- Set problem -
Starting at the line that contains "the white ceiling", transcribe every remaining line of the entries exactly, including the last one.

(Recorded data)
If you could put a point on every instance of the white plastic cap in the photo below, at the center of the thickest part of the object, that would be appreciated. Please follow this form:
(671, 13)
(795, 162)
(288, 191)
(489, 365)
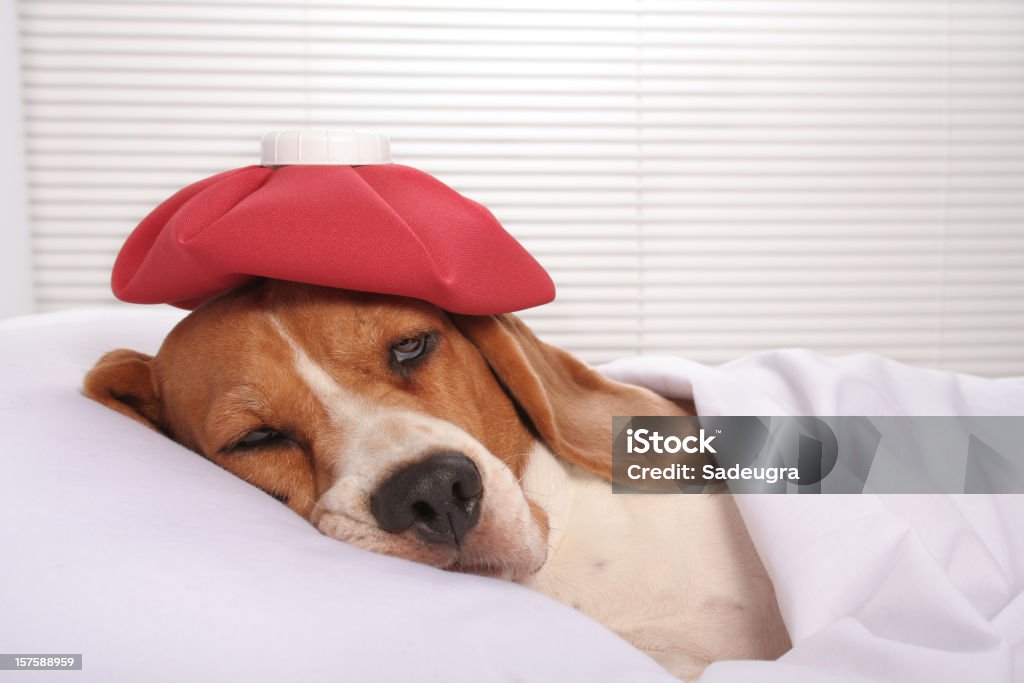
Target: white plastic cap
(321, 146)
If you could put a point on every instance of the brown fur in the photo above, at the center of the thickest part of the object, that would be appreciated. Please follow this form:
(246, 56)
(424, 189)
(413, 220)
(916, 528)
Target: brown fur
(219, 374)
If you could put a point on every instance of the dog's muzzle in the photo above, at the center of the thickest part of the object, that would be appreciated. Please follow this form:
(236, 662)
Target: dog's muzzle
(437, 498)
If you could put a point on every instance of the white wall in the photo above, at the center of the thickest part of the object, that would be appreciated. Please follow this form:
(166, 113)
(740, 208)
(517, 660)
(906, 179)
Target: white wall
(704, 178)
(16, 296)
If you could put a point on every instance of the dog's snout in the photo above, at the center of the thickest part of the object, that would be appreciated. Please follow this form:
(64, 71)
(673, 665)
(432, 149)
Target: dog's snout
(439, 498)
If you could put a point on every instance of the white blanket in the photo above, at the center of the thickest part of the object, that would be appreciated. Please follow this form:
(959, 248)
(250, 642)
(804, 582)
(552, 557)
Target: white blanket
(158, 565)
(872, 588)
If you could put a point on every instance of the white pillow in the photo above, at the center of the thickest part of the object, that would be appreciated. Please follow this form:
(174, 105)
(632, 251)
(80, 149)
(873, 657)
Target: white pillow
(157, 565)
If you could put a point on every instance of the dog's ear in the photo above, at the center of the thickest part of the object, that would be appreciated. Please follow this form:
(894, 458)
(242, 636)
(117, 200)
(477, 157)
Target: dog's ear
(569, 403)
(123, 380)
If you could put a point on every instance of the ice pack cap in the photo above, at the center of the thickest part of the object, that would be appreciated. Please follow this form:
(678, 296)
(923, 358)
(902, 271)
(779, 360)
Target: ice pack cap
(329, 208)
(318, 146)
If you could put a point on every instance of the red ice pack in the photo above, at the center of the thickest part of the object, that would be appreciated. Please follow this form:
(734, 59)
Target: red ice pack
(329, 208)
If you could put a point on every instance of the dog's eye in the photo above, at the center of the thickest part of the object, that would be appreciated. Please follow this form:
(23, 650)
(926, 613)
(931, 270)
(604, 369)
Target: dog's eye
(411, 348)
(258, 437)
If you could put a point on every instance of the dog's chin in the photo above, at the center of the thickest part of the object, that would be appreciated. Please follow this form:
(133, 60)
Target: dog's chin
(485, 552)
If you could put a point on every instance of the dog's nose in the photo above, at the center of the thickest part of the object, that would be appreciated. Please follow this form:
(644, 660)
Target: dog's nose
(439, 498)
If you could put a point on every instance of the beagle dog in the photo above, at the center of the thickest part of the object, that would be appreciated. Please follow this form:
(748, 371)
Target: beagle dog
(459, 441)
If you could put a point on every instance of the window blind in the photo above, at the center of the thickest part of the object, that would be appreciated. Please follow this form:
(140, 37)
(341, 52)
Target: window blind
(700, 178)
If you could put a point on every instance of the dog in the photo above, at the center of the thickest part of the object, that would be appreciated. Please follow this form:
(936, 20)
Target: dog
(460, 441)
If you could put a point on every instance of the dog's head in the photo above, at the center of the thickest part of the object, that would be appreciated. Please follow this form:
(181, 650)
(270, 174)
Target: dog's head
(386, 422)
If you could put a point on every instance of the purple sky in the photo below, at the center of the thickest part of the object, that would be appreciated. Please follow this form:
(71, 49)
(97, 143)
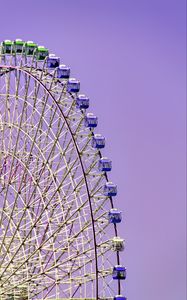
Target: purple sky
(130, 59)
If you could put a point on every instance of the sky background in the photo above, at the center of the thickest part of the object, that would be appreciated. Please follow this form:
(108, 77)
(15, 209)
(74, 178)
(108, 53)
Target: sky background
(130, 57)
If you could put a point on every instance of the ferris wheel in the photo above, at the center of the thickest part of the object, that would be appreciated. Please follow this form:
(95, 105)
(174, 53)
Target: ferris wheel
(58, 220)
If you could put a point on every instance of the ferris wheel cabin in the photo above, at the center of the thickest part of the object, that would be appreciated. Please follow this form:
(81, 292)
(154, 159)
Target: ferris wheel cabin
(82, 102)
(63, 72)
(110, 189)
(114, 216)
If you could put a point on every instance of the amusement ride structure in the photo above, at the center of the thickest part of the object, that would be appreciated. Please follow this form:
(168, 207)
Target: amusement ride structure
(58, 220)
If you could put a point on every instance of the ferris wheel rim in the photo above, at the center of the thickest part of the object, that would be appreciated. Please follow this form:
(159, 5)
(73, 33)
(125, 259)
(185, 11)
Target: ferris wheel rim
(12, 68)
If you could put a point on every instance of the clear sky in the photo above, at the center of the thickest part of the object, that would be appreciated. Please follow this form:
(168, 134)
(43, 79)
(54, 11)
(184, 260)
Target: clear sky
(130, 59)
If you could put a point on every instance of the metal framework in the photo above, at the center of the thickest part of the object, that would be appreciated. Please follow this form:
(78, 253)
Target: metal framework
(55, 237)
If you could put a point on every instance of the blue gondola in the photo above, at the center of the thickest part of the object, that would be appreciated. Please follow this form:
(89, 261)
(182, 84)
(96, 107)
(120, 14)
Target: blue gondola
(119, 272)
(114, 216)
(110, 189)
(105, 164)
(53, 61)
(18, 46)
(118, 244)
(98, 141)
(82, 102)
(63, 72)
(7, 46)
(73, 85)
(119, 297)
(91, 120)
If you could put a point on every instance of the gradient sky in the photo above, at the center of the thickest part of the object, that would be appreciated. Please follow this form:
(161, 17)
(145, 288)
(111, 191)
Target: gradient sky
(130, 59)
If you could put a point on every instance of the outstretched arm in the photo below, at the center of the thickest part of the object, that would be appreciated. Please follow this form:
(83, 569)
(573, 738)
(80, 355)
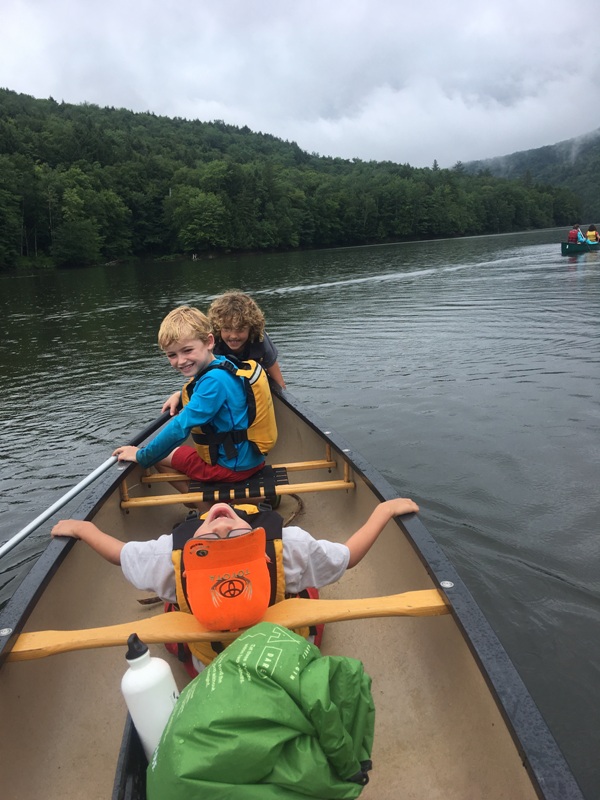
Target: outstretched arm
(361, 542)
(104, 544)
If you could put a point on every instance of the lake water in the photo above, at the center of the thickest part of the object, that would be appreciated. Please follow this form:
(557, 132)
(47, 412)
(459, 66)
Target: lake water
(465, 370)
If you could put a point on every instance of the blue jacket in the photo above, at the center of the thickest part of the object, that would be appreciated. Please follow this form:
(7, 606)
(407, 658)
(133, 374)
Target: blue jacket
(219, 399)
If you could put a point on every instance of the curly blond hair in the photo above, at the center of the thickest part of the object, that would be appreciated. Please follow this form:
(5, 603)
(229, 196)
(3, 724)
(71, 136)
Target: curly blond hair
(183, 322)
(235, 309)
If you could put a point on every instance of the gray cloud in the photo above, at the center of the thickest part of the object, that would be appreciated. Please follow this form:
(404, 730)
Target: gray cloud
(378, 79)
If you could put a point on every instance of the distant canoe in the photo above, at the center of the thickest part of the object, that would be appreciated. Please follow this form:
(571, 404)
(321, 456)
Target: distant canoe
(574, 248)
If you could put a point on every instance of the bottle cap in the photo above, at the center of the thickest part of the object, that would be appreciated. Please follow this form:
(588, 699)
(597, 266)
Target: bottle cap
(136, 647)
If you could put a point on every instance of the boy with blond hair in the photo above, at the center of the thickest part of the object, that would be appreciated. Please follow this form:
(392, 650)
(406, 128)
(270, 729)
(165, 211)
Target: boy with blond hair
(215, 409)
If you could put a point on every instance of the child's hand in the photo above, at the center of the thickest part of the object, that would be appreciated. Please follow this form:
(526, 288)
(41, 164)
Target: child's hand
(126, 453)
(402, 505)
(172, 403)
(68, 527)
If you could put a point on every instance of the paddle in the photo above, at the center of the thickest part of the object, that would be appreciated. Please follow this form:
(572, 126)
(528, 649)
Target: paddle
(177, 626)
(7, 546)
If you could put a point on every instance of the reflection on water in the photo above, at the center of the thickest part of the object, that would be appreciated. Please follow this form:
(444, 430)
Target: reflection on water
(465, 371)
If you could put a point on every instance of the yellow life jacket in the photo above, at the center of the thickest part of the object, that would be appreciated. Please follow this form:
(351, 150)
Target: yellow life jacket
(272, 523)
(262, 428)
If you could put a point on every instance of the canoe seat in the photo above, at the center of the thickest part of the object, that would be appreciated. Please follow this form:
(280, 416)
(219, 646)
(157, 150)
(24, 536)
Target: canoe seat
(270, 481)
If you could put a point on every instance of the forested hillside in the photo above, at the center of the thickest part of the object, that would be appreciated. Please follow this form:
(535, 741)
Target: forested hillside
(573, 164)
(81, 184)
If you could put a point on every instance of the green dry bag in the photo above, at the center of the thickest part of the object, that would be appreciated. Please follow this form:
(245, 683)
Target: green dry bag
(269, 719)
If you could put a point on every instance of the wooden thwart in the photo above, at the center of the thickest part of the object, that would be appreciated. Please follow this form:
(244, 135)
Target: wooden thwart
(177, 626)
(298, 466)
(268, 482)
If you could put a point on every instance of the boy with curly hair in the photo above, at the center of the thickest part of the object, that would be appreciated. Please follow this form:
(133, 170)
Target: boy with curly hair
(239, 328)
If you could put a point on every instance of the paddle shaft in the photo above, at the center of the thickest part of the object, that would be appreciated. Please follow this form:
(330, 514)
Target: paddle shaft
(62, 501)
(177, 626)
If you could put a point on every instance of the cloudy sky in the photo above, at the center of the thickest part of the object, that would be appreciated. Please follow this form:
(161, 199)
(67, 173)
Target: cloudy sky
(375, 79)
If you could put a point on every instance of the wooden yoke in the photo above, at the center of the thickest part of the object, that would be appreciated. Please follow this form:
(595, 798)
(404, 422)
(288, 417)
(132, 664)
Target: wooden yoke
(177, 626)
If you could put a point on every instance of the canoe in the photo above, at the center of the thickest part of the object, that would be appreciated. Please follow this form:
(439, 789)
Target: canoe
(574, 248)
(453, 717)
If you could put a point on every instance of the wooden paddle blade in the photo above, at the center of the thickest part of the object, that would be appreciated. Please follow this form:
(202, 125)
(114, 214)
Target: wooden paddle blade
(177, 626)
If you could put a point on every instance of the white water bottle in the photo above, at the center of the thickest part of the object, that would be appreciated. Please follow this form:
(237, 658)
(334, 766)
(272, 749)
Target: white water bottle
(150, 692)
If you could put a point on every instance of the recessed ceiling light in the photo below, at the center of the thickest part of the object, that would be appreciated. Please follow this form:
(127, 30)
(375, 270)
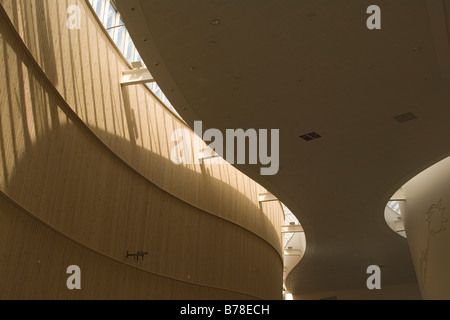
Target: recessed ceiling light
(405, 117)
(311, 136)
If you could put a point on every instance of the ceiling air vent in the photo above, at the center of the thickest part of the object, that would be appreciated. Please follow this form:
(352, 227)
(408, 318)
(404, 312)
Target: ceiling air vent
(405, 117)
(311, 136)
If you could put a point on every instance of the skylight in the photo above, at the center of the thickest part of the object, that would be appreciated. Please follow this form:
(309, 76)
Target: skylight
(395, 206)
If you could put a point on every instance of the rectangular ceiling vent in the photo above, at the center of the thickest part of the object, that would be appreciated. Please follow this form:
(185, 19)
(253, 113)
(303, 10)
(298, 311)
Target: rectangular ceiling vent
(405, 117)
(311, 136)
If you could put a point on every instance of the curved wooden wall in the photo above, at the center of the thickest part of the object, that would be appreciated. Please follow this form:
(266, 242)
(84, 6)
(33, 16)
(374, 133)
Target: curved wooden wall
(85, 165)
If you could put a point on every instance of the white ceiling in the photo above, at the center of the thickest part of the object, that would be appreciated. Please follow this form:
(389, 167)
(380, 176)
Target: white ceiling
(303, 66)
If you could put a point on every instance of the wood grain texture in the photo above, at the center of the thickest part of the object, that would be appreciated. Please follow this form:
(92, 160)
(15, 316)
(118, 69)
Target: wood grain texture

- Answer to the problem -
If you could put a point on every instance of the white ceiling in the photo above, at the center of the thickest part of the object, that would be appreciated. Please follow this form:
(389, 167)
(380, 176)
Target: white ceiling
(303, 66)
If you could put a point on every instance of the wood grain texture in the photo above, at the center of the thickest part of the object, that would be appreciated. Please follow this form:
(92, 160)
(15, 316)
(118, 69)
Target: wood grain texture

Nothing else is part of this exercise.